**WORK TO COMPLETE**
The records below must be retyped exactly.

DATASET ENTRIES start

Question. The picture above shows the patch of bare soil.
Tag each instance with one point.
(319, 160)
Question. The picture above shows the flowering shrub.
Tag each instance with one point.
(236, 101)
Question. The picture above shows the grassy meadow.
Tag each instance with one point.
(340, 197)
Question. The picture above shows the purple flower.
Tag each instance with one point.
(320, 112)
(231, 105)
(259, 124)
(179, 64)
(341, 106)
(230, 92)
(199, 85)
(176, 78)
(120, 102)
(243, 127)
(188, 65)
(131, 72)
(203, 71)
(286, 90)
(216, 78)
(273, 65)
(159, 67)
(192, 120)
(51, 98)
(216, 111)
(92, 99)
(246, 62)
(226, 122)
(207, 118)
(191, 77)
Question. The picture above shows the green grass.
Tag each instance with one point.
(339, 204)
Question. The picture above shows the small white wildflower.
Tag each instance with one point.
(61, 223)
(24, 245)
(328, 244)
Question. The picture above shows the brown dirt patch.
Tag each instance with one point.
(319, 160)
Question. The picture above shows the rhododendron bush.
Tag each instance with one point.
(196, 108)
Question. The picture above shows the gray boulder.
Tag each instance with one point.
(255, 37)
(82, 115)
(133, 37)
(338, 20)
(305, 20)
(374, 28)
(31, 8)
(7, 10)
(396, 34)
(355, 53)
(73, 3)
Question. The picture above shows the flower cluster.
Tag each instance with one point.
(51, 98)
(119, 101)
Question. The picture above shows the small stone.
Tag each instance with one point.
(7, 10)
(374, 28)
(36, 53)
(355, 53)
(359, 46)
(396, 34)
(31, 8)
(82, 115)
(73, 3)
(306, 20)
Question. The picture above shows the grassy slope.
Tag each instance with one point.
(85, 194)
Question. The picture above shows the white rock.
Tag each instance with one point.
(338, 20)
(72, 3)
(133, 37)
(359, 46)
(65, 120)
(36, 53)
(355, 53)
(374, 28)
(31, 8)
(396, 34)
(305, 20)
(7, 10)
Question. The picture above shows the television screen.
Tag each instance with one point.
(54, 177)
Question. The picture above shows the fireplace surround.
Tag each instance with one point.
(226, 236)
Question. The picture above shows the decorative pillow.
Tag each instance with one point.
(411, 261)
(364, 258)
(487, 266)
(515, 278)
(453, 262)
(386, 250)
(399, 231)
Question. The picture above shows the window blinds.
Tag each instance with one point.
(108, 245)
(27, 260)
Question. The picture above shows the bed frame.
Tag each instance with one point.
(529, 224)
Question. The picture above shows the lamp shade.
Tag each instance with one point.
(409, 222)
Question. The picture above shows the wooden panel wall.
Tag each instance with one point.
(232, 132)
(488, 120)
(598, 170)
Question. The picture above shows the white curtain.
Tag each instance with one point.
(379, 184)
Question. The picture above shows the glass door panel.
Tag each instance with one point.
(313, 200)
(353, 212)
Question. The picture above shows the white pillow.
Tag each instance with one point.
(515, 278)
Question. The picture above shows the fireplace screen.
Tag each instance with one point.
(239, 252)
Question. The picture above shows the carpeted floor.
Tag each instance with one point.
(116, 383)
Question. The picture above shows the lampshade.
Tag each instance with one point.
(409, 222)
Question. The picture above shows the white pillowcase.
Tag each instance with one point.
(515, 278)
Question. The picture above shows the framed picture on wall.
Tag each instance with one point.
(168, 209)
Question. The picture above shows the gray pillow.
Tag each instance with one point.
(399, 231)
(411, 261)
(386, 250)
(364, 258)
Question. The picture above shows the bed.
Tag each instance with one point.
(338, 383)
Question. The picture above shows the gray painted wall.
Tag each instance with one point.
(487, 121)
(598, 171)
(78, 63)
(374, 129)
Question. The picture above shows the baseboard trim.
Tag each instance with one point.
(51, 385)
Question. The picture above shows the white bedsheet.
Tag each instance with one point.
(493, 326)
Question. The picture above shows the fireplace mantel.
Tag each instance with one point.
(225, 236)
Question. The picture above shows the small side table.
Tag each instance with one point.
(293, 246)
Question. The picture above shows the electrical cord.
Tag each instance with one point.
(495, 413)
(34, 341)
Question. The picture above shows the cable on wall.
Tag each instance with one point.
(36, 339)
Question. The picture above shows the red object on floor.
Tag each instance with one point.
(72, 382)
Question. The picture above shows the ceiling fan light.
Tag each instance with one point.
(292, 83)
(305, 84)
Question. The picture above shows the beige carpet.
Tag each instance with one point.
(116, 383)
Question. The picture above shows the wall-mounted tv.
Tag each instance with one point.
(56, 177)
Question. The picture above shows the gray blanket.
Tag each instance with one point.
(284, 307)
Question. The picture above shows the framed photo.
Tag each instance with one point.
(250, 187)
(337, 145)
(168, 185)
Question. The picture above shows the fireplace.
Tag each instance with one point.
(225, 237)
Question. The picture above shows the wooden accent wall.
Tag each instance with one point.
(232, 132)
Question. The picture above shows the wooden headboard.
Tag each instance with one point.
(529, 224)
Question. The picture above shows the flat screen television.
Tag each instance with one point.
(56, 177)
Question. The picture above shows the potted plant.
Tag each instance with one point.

DATASET ENTRIES end

**RESULT**
Question. The picture above shows the patch of bare soil.
Tag each instance with one point.
(319, 160)
Question. The picture above shows the flowering shrub.
Tag each instance with one point.
(236, 101)
Question. The picture above shows the grassy meadow.
Tag each instance with one point.
(340, 197)
Question. The picture above shows the purple flower.
Tag each instance with one point.
(320, 112)
(231, 105)
(259, 124)
(179, 64)
(341, 106)
(230, 92)
(199, 85)
(176, 78)
(120, 102)
(243, 127)
(188, 65)
(131, 72)
(203, 71)
(286, 90)
(216, 78)
(273, 65)
(159, 67)
(192, 120)
(51, 98)
(216, 111)
(92, 99)
(246, 62)
(226, 122)
(207, 118)
(191, 77)
Question. The picture above shows the green grass.
Tag each instance with one point.
(339, 204)
Question. The picture above shows the small white wildflower.
Tag each instance with one point.
(61, 223)
(24, 245)
(328, 244)
Question. The picture above shows the brown dirt patch.
Tag each instance with one point.
(319, 160)
Question. The picture above shows the rhododendron bush.
Tag each instance with one point.
(196, 108)
Question. The picture above shows the gray boulder.
Tag each instance with one point.
(255, 37)
(82, 115)
(133, 37)
(338, 20)
(305, 20)
(374, 28)
(31, 8)
(7, 10)
(396, 34)
(355, 53)
(73, 3)
Question. The picture above shows the flower cluster.
Tag each instance with one point.
(51, 98)
(119, 101)
Question. The picture above shows the small stone.
Tag each instance with one point.
(7, 10)
(374, 28)
(36, 53)
(355, 53)
(359, 46)
(396, 34)
(31, 8)
(82, 115)
(73, 3)
(306, 20)
Question. The picture above shows the grassy slope.
Tag each instance with one point.
(85, 194)
Question. The picture above shows the white rock.
Tag each instance with one point.
(338, 20)
(72, 3)
(133, 37)
(359, 46)
(65, 120)
(36, 53)
(355, 53)
(374, 28)
(31, 8)
(396, 34)
(305, 20)
(7, 10)
Question. The picture above shows the television screen.
Tag each instance with one point.
(54, 177)
Question. The picture above shows the fireplace surround.
Tag each instance with one point.
(226, 236)
Question. The picture above shows the decorative pillow.
Tag each instance with one point.
(411, 261)
(364, 258)
(487, 266)
(515, 278)
(453, 262)
(386, 250)
(399, 231)
Question. The picture above shows the window blinds.
Tag each instance with one point.
(108, 245)
(27, 260)
Question. The picture above shows the bed frame.
Tag each instance with one point.
(529, 224)
Question. The picture above shows the lamp shade.
Tag each instance with one point.
(409, 222)
Question. The picture above shows the wooden panel wall.
Tag each instance with one point.
(232, 132)
(488, 120)
(598, 170)
Question. The picture above shows the white curtain.
Tag each instance with one point.
(379, 184)
Question. The picture above shows the glass door panel.
Tag each instance with one point.
(313, 200)
(353, 212)
Question. The picture above shows the white pillow.
Tag each instance with one point.
(515, 278)
Question. The picture above shows the fireplace screen.
Tag each instance with one point.
(239, 252)
Question. The picture above shows the carpeted floor.
Tag each instance with one point.
(116, 383)
Question. The picture above shows the lampshade.
Tag each instance with one point.
(409, 222)
Question. The picture above shows the white pillowcase.
Tag each instance with one point.
(515, 278)
Question. The picture above shows the framed picture on wall.
Tag each instance with one point.
(168, 209)
Question. The picture above shows the gray pillow.
Tag each instance with one point.
(399, 231)
(411, 261)
(386, 250)
(364, 258)
Question. The picture above shows the bed.
Tag each instance with one point.
(338, 383)
Question. The picture above shows the gray painted wall.
Tag each instance with one point.
(487, 121)
(598, 171)
(78, 63)
(374, 129)
Question. The picture above shows the baseboard trim.
Tag each instance with one point.
(51, 385)
Question. The picture above shows the white bedsheet.
Tag each instance with one point.
(493, 326)
Question. The picture above shows the fireplace mantel.
Tag each instance with one point.
(225, 236)
Question. The picture above shows the small side table.
Tag each instance with one point.
(293, 246)
Question. The picture above shows the electrical cord.
Tag each instance with one point.
(495, 413)
(34, 341)
Question. The picture above shows the cable on wall.
Tag each instance with one point.
(36, 339)
Question. The picture above shows the red object on floor.
Tag each instance with one point.
(72, 382)
Question. The picture above shows the ceiling fan light.
Tag each instance with one point.
(292, 83)
(305, 84)
Question. The picture above shows the beige carpet.
Tag each instance with one point.
(116, 383)
Question. The picture above shows the wall-mounted tv.
Tag each instance with one point.
(56, 177)
Question. The picture above shows the gray blanket.
Tag each instance with one point.
(284, 307)
Question. The picture above shows the framed photo.
Tag each instance with one point.
(250, 187)
(337, 145)
(168, 185)
Question. The picture above shows the fireplace.
Tag each instance with one point.
(225, 237)
Question. The picture above shows the wooden accent wall.
Tag each instance with one point.
(232, 132)
Question. The picture above shows the wooden headboard.
Tag each instance with one point.
(529, 224)
Question. The picture above shows the flat screen television.
Tag each instance with one point.
(56, 177)
Question. The picture above shows the potted plant.
Tag each instance with one point.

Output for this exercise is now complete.